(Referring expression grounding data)
# # # #

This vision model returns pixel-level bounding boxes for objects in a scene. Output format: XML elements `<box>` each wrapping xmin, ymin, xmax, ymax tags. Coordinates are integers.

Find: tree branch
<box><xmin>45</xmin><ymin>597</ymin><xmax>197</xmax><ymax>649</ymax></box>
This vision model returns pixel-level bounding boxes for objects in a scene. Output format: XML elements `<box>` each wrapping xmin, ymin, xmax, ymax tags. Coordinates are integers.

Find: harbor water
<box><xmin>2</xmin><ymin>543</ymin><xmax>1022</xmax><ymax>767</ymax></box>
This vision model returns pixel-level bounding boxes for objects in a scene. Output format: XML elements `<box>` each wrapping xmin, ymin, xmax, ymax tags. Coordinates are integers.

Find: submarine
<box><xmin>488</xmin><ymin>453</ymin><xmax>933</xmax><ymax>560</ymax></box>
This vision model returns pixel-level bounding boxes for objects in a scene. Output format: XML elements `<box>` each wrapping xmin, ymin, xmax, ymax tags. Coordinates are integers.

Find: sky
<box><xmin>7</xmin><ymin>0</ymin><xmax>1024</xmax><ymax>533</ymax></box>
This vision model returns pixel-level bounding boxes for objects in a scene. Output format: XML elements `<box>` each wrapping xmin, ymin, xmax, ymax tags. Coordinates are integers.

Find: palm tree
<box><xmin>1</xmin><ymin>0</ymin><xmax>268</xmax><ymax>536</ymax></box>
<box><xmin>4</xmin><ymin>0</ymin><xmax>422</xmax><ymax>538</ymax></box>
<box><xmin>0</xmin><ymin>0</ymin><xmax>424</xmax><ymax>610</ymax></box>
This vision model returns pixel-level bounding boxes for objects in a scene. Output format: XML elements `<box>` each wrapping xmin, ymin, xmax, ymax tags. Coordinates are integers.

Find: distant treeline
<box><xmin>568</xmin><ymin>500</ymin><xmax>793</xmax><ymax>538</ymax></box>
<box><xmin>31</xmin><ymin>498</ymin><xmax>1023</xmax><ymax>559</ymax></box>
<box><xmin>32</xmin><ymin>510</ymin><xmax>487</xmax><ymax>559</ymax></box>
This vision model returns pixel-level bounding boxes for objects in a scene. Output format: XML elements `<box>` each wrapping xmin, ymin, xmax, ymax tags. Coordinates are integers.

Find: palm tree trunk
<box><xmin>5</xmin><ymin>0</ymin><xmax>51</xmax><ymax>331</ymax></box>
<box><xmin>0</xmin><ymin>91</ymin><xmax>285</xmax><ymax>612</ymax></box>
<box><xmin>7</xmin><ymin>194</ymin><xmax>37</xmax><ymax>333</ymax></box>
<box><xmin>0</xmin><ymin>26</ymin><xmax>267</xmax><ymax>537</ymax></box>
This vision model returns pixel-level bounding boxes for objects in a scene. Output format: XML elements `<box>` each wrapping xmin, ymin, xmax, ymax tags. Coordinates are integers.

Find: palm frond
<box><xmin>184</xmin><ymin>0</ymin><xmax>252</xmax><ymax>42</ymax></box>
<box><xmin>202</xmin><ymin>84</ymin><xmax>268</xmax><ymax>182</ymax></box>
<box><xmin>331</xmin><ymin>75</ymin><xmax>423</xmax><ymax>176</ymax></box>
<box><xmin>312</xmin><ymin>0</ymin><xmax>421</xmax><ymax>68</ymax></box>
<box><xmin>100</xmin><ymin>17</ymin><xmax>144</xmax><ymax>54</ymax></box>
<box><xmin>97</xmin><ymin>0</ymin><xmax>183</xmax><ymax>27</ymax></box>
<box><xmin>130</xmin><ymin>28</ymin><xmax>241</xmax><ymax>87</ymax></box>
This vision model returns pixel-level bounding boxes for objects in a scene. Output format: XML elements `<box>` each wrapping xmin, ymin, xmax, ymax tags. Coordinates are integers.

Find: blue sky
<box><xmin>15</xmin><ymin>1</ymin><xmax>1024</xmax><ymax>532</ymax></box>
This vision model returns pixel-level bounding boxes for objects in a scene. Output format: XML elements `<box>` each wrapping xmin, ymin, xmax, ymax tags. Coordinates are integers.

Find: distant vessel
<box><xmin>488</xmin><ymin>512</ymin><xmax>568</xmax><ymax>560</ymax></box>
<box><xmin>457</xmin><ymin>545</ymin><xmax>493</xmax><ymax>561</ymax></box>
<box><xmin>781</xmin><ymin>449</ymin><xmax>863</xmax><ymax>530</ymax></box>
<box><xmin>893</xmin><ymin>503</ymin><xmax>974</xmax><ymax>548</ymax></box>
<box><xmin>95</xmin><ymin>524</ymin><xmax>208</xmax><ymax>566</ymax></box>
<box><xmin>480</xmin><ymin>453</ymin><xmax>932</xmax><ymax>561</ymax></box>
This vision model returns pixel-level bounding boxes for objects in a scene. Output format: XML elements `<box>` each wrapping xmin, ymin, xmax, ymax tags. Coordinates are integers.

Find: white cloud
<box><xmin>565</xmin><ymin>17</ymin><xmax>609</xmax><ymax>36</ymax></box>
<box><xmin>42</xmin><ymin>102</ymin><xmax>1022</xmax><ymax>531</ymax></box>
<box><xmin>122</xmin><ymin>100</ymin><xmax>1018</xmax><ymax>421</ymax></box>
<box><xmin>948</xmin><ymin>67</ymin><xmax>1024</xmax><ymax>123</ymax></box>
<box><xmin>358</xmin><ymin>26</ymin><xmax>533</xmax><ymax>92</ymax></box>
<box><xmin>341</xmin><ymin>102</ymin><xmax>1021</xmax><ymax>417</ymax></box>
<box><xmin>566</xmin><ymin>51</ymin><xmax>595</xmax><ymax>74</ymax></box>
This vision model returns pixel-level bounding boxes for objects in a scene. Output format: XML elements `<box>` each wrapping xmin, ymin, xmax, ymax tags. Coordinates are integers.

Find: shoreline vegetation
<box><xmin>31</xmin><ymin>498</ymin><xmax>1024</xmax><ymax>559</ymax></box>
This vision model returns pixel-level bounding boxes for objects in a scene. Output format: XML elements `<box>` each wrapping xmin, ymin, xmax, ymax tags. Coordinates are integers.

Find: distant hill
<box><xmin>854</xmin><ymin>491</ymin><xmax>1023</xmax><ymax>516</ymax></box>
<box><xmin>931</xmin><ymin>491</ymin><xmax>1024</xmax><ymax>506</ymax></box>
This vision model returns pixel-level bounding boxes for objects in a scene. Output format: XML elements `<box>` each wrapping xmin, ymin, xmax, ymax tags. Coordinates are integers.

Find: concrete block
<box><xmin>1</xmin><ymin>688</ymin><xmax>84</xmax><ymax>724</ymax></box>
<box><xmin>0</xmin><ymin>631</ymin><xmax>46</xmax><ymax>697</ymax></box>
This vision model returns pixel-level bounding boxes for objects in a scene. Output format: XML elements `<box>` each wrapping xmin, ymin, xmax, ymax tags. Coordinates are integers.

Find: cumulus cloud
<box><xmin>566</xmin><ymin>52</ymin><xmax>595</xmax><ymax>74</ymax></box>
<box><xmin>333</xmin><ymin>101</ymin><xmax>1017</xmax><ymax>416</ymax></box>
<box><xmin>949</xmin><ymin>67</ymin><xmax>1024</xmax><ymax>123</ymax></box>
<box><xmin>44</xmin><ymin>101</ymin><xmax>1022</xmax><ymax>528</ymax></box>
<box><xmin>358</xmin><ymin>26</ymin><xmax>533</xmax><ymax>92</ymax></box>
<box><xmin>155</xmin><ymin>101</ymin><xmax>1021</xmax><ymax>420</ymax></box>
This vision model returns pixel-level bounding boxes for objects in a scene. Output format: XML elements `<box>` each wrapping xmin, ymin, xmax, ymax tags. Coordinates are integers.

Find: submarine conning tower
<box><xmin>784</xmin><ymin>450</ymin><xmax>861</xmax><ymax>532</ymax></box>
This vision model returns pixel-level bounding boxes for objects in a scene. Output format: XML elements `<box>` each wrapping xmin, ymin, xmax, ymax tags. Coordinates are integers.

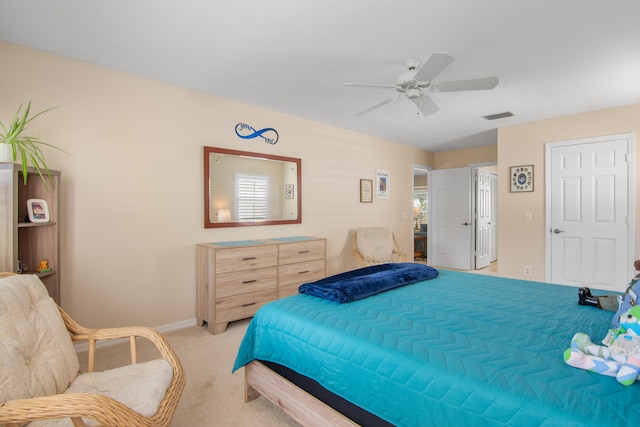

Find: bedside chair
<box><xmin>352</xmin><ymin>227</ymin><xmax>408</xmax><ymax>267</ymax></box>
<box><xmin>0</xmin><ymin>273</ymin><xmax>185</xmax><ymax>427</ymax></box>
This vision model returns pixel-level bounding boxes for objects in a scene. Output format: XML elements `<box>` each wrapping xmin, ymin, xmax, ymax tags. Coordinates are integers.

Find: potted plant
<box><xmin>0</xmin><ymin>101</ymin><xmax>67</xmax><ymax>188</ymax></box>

# # # #

=== Exercise requirements ===
The lines beginning with the one that holds "Find: bedside chair" and ending with the last line of the data above are to be reproduced exactly, and nothing else.

=== Your response ===
Find: bedside chair
<box><xmin>352</xmin><ymin>227</ymin><xmax>408</xmax><ymax>267</ymax></box>
<box><xmin>0</xmin><ymin>273</ymin><xmax>185</xmax><ymax>427</ymax></box>
This vision model returns pixel-level bounding boxes for objects in a scene. Output format: XML elements `<box>` each wrapping xmin, ymin, xmax, ymax tags. Coordinates are integers.

Find: potted plant
<box><xmin>0</xmin><ymin>101</ymin><xmax>67</xmax><ymax>188</ymax></box>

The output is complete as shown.